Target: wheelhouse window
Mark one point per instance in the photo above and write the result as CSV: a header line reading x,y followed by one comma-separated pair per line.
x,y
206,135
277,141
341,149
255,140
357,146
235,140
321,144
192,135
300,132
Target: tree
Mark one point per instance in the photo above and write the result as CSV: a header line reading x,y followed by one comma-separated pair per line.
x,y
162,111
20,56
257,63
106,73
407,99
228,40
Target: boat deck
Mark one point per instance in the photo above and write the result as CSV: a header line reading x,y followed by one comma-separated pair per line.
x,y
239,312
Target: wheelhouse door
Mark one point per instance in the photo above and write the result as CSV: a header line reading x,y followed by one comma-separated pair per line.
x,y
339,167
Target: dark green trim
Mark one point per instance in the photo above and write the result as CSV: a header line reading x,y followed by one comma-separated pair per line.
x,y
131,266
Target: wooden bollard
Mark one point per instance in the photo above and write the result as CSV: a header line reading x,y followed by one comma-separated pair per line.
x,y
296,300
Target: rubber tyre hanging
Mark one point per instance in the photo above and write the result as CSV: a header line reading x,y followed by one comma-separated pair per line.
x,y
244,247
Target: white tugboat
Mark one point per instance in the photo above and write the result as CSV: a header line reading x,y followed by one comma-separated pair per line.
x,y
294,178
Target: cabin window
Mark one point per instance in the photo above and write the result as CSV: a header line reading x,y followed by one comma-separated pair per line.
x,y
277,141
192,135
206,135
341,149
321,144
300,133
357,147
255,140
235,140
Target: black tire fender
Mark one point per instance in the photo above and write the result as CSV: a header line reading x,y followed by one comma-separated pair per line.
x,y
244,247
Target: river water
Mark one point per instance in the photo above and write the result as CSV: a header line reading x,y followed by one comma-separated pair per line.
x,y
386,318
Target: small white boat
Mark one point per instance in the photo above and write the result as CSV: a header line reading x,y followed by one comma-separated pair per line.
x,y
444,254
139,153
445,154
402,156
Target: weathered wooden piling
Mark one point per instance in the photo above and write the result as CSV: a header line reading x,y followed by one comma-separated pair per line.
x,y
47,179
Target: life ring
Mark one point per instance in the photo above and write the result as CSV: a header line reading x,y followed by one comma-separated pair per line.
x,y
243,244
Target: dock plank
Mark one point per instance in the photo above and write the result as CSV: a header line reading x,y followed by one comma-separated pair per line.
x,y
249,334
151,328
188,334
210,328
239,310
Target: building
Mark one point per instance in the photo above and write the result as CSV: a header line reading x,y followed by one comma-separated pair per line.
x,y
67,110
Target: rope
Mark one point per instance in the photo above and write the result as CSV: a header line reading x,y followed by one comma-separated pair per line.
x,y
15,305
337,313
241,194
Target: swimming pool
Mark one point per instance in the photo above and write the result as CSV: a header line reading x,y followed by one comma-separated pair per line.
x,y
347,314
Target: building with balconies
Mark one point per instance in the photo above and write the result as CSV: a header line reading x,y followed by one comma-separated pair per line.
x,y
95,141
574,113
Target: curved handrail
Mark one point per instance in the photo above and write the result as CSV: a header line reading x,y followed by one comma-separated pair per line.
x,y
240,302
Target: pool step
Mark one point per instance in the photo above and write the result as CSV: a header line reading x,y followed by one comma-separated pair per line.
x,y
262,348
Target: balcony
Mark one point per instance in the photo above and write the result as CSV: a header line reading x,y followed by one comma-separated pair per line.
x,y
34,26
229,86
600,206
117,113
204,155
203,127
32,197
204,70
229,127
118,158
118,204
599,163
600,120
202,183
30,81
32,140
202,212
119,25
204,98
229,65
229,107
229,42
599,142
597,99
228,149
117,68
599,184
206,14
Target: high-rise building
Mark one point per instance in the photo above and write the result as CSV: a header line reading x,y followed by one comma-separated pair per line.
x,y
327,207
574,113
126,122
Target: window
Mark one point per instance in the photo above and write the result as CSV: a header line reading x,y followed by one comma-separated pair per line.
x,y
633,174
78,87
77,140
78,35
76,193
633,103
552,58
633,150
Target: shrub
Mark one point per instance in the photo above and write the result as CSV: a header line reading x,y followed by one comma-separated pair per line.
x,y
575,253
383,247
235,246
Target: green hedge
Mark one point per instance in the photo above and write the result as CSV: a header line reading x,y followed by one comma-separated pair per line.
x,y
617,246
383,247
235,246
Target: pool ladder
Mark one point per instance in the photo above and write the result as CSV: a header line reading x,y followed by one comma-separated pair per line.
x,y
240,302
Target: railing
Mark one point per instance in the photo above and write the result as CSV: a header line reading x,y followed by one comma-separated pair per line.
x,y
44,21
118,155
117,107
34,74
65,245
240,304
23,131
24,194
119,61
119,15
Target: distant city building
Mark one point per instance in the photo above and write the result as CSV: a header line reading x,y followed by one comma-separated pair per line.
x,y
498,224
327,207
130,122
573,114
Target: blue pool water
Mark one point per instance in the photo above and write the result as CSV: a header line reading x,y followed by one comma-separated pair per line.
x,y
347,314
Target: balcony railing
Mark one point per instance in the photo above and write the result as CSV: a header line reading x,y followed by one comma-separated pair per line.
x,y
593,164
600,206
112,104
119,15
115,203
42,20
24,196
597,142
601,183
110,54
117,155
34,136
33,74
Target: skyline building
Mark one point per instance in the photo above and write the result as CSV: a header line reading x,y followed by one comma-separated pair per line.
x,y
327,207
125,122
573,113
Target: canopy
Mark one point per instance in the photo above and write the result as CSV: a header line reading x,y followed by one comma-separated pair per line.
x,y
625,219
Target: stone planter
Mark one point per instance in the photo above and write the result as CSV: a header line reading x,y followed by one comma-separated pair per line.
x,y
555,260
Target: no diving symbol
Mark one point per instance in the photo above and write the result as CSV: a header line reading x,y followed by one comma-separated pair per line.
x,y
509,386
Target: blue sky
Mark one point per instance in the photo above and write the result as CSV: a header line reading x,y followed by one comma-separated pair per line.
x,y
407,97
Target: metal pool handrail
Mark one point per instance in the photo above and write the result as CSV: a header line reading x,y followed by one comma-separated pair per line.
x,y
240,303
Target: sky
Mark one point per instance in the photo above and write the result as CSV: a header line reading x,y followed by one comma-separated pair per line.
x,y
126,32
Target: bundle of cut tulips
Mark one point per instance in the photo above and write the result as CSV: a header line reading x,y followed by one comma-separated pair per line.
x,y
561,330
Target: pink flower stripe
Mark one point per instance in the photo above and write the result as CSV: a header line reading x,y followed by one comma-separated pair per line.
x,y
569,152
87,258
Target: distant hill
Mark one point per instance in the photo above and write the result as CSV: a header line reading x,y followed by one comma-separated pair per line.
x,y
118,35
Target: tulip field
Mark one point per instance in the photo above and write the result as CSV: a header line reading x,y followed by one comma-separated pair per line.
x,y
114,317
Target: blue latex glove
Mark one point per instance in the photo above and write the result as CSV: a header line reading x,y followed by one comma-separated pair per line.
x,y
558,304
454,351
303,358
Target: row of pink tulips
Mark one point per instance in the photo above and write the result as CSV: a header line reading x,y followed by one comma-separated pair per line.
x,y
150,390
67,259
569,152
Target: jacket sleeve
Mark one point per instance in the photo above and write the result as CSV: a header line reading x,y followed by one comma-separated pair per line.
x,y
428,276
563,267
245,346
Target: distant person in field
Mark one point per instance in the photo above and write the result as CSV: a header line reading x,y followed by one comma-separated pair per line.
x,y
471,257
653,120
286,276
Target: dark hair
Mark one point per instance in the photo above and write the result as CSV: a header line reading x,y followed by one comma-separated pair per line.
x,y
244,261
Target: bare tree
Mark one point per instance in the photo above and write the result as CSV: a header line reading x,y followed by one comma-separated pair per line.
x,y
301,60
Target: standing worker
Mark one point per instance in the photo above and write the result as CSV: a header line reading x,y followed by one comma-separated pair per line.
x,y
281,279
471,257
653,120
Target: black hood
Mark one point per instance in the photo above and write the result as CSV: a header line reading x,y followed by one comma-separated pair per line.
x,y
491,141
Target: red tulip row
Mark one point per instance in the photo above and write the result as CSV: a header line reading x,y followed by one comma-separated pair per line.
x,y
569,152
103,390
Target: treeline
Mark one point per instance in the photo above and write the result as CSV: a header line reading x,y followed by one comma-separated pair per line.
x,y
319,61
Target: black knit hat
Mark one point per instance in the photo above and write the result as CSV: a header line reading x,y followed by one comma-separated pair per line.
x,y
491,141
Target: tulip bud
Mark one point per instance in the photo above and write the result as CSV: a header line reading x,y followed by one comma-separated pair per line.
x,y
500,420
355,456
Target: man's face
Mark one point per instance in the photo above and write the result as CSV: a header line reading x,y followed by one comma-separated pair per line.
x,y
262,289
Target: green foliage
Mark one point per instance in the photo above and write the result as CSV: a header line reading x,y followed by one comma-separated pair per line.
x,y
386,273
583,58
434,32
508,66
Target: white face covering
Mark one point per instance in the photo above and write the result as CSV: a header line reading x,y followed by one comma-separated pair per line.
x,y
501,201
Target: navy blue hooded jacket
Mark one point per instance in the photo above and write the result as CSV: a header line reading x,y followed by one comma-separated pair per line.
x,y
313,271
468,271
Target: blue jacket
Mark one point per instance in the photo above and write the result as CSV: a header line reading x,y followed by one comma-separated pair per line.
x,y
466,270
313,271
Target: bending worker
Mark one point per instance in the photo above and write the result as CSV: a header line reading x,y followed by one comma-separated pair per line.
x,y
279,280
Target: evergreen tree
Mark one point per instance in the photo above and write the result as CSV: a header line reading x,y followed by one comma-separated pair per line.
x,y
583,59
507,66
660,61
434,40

What the exercise asks> Reproduce the lines of the entries above exactly, but only from the line containing "Target: white face covering" through the final line.

Exercise solution>
Target: white face covering
Mark one point per instance in the photo above and write the result as CSV: a header line reading x,y followed by one comma-separated pair per line.
x,y
501,201
Target: navy blue hooded jacket
Mark one point per instance in the photo above and write the result as CSV: a header line reading x,y followed by one comma-separated pair per line.
x,y
313,271
468,271
Target: blue jacket
Mark one point per instance in the photo above and write the result as CSV: a header line reading x,y followed by one comma-separated pair per line.
x,y
466,270
313,271
Target: bending worker
Mark one point per instance in the photo above and write the result as CSV: a header line reading x,y followed by one comma-separated pair per line.
x,y
279,280
Target: evergreen tree
Mark one point per instance in the photo above and write the result as CSV: a header line reading x,y followed by one comma-separated pair per line.
x,y
583,59
507,66
660,61
434,40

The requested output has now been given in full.